_Exercise details_
Select every line below that contains the word "trousers" and copy those lines.

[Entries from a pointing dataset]
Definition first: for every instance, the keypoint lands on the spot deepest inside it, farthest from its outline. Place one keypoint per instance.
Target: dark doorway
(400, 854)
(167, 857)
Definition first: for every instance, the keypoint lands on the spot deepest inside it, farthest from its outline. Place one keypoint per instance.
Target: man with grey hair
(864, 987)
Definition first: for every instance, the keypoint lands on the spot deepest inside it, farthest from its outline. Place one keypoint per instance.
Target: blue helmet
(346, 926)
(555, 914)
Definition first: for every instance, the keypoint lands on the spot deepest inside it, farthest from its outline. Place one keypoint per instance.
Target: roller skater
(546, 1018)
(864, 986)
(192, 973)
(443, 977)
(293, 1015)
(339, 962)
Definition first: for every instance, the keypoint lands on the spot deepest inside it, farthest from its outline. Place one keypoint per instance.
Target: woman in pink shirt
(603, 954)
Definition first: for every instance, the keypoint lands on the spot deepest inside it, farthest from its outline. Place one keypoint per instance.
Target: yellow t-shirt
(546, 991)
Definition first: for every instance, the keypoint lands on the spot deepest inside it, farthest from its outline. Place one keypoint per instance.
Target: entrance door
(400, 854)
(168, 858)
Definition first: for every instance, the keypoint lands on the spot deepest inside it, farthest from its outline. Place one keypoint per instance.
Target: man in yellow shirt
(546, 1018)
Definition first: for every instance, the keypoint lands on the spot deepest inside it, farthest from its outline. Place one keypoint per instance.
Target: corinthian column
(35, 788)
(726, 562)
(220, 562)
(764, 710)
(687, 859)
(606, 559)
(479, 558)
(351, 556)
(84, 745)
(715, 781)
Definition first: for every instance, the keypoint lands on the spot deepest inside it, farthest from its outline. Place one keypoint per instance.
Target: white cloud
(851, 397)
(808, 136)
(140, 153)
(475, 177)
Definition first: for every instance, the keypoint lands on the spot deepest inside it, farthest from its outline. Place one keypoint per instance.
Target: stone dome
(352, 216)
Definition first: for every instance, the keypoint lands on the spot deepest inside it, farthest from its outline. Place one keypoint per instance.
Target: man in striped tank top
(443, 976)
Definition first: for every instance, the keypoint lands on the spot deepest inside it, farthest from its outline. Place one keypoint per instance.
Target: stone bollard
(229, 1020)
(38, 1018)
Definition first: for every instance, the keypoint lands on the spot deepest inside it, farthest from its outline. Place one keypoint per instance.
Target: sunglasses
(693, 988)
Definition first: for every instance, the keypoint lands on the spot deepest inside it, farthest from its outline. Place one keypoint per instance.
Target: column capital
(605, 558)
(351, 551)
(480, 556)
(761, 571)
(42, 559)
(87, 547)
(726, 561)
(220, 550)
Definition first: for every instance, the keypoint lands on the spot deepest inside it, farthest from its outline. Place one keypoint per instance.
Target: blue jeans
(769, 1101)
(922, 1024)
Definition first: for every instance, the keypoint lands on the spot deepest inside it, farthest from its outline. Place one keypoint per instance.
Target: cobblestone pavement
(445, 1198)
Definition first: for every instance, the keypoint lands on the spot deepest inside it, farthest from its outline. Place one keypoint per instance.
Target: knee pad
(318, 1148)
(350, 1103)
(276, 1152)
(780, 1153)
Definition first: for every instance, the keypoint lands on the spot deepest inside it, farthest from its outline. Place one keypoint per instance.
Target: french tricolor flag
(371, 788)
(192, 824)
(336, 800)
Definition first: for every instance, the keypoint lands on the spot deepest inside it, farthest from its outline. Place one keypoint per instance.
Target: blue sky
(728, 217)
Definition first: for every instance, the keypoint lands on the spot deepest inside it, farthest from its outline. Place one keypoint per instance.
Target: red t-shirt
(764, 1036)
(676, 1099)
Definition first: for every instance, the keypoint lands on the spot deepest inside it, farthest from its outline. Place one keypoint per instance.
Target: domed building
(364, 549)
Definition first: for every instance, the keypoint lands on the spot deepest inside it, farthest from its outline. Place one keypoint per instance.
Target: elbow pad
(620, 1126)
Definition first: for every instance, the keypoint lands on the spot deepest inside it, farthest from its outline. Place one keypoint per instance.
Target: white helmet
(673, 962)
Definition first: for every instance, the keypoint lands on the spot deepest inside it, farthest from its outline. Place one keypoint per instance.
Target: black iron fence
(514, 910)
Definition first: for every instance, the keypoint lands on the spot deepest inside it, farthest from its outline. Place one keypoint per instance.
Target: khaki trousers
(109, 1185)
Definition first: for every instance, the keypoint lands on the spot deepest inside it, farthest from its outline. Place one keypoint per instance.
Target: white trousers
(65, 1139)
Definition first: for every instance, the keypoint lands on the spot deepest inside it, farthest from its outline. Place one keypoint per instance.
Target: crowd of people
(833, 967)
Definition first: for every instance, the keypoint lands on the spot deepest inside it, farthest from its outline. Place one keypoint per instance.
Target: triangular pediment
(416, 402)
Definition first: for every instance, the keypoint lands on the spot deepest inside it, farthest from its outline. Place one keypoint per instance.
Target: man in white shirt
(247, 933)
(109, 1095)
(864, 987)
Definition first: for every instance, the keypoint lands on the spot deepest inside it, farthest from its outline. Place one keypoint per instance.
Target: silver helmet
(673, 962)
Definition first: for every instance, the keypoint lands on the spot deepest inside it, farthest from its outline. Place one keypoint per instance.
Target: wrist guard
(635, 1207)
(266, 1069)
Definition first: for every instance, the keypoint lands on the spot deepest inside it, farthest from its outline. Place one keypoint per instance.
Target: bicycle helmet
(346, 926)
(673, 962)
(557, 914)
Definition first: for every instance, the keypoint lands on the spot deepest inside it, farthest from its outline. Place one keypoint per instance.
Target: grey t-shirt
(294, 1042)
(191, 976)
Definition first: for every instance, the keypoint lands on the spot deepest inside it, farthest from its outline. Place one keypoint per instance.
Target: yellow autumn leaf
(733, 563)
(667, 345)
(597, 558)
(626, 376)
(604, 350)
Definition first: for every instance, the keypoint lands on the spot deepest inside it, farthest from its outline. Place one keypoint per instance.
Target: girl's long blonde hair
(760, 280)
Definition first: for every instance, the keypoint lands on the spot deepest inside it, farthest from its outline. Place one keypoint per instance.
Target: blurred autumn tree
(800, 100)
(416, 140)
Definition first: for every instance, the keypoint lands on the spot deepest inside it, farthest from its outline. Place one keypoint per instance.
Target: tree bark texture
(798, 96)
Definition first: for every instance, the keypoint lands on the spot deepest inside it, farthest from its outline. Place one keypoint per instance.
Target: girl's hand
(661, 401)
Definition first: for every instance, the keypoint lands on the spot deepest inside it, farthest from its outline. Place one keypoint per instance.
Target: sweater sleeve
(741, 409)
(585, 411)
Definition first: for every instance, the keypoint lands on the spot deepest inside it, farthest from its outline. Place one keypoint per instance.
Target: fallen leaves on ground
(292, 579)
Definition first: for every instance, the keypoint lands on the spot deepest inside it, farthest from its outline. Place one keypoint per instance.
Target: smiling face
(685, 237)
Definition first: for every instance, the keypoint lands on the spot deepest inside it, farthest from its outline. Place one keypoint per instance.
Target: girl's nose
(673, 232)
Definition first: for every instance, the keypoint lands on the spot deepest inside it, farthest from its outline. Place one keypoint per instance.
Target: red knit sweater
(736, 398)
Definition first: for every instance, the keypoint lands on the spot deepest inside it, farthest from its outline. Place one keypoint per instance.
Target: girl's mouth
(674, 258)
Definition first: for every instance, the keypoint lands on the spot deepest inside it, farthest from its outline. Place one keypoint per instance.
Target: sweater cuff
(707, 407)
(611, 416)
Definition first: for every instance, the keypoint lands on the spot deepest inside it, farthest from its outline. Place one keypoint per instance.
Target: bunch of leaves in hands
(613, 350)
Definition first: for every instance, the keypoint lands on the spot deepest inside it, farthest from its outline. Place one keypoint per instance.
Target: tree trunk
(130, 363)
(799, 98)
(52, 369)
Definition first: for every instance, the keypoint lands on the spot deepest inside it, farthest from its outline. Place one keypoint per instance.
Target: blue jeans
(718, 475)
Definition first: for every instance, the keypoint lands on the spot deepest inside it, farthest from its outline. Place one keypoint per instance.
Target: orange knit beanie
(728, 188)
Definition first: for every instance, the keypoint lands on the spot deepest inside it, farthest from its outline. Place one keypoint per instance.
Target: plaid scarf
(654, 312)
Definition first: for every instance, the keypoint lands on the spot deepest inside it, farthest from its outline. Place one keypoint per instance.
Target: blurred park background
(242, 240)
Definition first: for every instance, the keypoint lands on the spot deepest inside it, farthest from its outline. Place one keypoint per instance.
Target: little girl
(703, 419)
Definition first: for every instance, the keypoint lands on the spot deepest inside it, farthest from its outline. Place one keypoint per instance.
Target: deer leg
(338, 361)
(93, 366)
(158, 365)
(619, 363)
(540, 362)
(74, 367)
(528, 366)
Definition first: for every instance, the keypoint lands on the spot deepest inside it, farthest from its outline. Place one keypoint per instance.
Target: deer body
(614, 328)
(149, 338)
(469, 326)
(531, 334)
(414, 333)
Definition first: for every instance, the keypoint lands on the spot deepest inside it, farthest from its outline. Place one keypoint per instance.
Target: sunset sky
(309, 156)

_Reply_
Target: khaki trousers
Target: white trousers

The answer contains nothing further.